Problem description: Please write out the material that follows, exactly as it stands.

[begin Record extracts]

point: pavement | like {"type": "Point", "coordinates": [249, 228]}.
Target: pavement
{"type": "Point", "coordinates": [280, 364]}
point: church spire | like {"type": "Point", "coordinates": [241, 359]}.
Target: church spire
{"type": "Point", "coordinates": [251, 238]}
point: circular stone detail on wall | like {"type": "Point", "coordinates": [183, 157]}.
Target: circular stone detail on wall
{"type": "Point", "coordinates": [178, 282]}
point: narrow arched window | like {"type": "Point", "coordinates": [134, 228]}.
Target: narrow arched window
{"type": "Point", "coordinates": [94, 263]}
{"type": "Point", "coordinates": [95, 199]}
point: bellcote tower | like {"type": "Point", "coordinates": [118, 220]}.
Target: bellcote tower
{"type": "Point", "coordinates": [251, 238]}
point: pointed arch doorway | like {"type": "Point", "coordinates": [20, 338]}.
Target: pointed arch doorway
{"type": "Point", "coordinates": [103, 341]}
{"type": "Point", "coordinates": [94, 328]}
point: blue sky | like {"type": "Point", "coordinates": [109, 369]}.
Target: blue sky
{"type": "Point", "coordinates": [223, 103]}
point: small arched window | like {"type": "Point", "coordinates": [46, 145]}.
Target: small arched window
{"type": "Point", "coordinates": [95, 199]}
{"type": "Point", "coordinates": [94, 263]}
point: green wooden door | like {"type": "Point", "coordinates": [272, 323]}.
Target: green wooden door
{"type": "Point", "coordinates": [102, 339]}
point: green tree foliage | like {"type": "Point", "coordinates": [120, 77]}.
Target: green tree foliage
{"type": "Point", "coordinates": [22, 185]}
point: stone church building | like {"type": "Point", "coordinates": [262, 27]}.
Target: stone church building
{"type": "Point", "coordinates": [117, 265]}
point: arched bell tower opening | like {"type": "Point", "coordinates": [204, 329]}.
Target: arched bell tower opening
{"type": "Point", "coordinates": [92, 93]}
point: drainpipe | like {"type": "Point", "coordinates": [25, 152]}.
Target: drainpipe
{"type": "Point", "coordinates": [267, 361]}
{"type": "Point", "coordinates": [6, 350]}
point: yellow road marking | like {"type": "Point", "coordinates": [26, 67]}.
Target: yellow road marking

[end Record extracts]

Response to this task:
point: pavement | like {"type": "Point", "coordinates": [249, 228]}.
Target: pavement
{"type": "Point", "coordinates": [280, 364]}
point: church spire | like {"type": "Point", "coordinates": [241, 359]}.
Target: church spire
{"type": "Point", "coordinates": [251, 238]}
point: circular stone detail on wall | like {"type": "Point", "coordinates": [183, 157]}.
Target: circular stone detail on wall
{"type": "Point", "coordinates": [178, 282]}
point: narrow arched window | like {"type": "Point", "coordinates": [134, 228]}.
Target: narrow arched window
{"type": "Point", "coordinates": [94, 263]}
{"type": "Point", "coordinates": [95, 199]}
point: bellcote tower | like {"type": "Point", "coordinates": [118, 220]}.
Target: bellcote tower
{"type": "Point", "coordinates": [251, 238]}
point: pointed arch doorway | like {"type": "Point", "coordinates": [20, 338]}.
Target: pointed arch doorway
{"type": "Point", "coordinates": [103, 341]}
{"type": "Point", "coordinates": [94, 328]}
point: blue sky | like {"type": "Point", "coordinates": [109, 369]}.
Target: blue sky
{"type": "Point", "coordinates": [223, 103]}
point: small arched window | like {"type": "Point", "coordinates": [46, 145]}.
Target: small arched window
{"type": "Point", "coordinates": [95, 199]}
{"type": "Point", "coordinates": [94, 263]}
point: green wooden door | like {"type": "Point", "coordinates": [272, 323]}.
Target: green wooden door
{"type": "Point", "coordinates": [102, 339]}
point: green tree foliage | like {"type": "Point", "coordinates": [120, 77]}.
Target: green tree foliage
{"type": "Point", "coordinates": [22, 185]}
point: stone church building | like {"type": "Point", "coordinates": [262, 27]}.
Target: stone church building
{"type": "Point", "coordinates": [117, 265]}
point: arched bell tower opening | like {"type": "Point", "coordinates": [204, 329]}.
Target: arched bell tower opening
{"type": "Point", "coordinates": [92, 93]}
point: drainpipe | like {"type": "Point", "coordinates": [25, 152]}.
Target: drainpipe
{"type": "Point", "coordinates": [267, 361]}
{"type": "Point", "coordinates": [6, 350]}
point: yellow road marking | like {"type": "Point", "coordinates": [26, 67]}.
Target: yellow road marking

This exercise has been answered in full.